» **What is required**: Reproduce the records below exactly as they appear, omitting any pictures they contain.

----

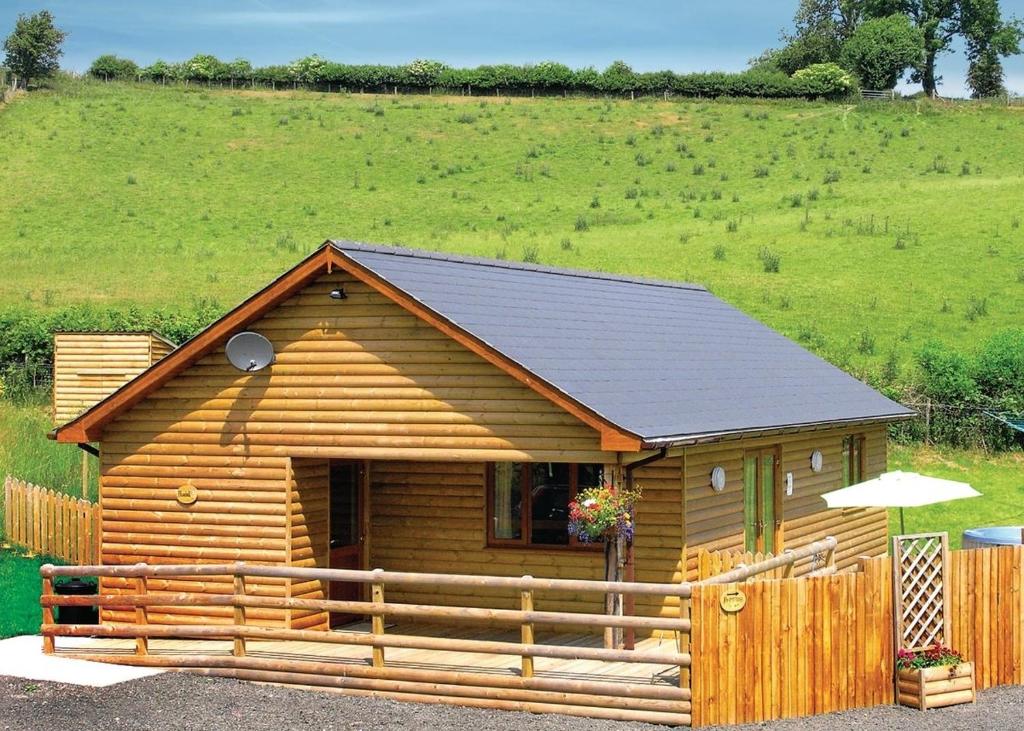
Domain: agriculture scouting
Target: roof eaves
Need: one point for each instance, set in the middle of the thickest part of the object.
(671, 441)
(349, 246)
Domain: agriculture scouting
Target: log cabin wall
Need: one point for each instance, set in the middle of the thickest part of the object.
(309, 536)
(353, 379)
(89, 367)
(715, 520)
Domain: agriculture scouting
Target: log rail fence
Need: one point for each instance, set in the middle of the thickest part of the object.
(50, 523)
(814, 644)
(635, 698)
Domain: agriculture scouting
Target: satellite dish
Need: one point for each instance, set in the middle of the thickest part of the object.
(249, 351)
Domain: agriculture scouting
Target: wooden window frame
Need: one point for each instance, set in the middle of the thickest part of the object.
(526, 513)
(858, 447)
(761, 526)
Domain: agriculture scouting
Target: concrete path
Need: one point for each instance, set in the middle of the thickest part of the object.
(23, 657)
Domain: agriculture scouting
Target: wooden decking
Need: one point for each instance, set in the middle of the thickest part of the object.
(587, 670)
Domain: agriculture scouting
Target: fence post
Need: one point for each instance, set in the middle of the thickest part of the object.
(239, 585)
(377, 619)
(684, 641)
(141, 612)
(7, 514)
(526, 631)
(47, 609)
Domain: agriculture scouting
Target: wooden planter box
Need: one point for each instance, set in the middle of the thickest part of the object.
(936, 687)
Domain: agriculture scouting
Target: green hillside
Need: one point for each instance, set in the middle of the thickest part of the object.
(889, 223)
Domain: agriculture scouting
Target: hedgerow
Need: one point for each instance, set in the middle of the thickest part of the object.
(425, 75)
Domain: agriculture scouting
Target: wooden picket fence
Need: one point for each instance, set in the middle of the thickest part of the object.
(799, 646)
(986, 608)
(818, 644)
(51, 523)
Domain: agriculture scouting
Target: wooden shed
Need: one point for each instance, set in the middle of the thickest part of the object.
(89, 367)
(433, 413)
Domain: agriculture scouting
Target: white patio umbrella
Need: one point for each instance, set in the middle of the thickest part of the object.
(899, 489)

----

» **Exercise solution**:
Domain: agriculture scouting
Target: roof eaves
Need: one point for each instance, set in the middle of the thickest part of the object.
(671, 441)
(349, 246)
Domain: agriculture scouting
Target: log cabin wall
Need: one point for each instance, set in the middle of the thickest part of the object.
(309, 536)
(353, 379)
(89, 367)
(715, 520)
Domain: agriculture scouting
Target: log rail fence
Need: one point for each instance, set in the middle of the thickest part of the object.
(50, 523)
(814, 644)
(635, 698)
Domain: agriculture scouting
Target: satellite dish
Need: one point for each instance, set in the middle of the thickest part of the object.
(249, 351)
Domain: agriculture scouting
Target: wooden window frame
Need: one point for each instance, set in the middle of the thickest part of the object.
(526, 513)
(858, 447)
(761, 526)
Domain: agriculture scouting
Target: concrete path
Need: one point for each instance, set in the middle of the thickest part of the object.
(23, 657)
Domain: agriculture scouting
Target: wooden decking
Need: one point for each instance, set in the middle of the thickest part of the object.
(587, 670)
Domain: agriculture scouting
Target: fence post
Need: one point for each instance, set in the middle of the thickest part of the object.
(239, 585)
(377, 619)
(684, 641)
(141, 612)
(7, 514)
(526, 631)
(47, 609)
Domain: agriculture scouting
Target: wooden planter box
Need: one point for each instance, set in the middle of the thickest part of the object.
(936, 687)
Domain: agriculture scouting
Target: green hillside
Need: one point for each instance, set in the middle of the thickest part of the object.
(889, 223)
Domain: agriculture scouting
Target: hedgerow
Need: one point for each instance, set in the middle of the thickest part of the object.
(425, 75)
Domain: agriculture scouting
Target: wooden picket fence
Need: one point for each instance, set in the middle of the thickest part of the object.
(799, 646)
(986, 608)
(818, 644)
(51, 523)
Domain: agriculture scouting
Target: wooden shed
Need: one point for each instance, set in the middle of the thickest part of the object.
(89, 367)
(433, 413)
Domain: agriculture scouting
Target: white patio umbrella
Need: one point for each instance, set in the middle of the thickest part of the object.
(899, 489)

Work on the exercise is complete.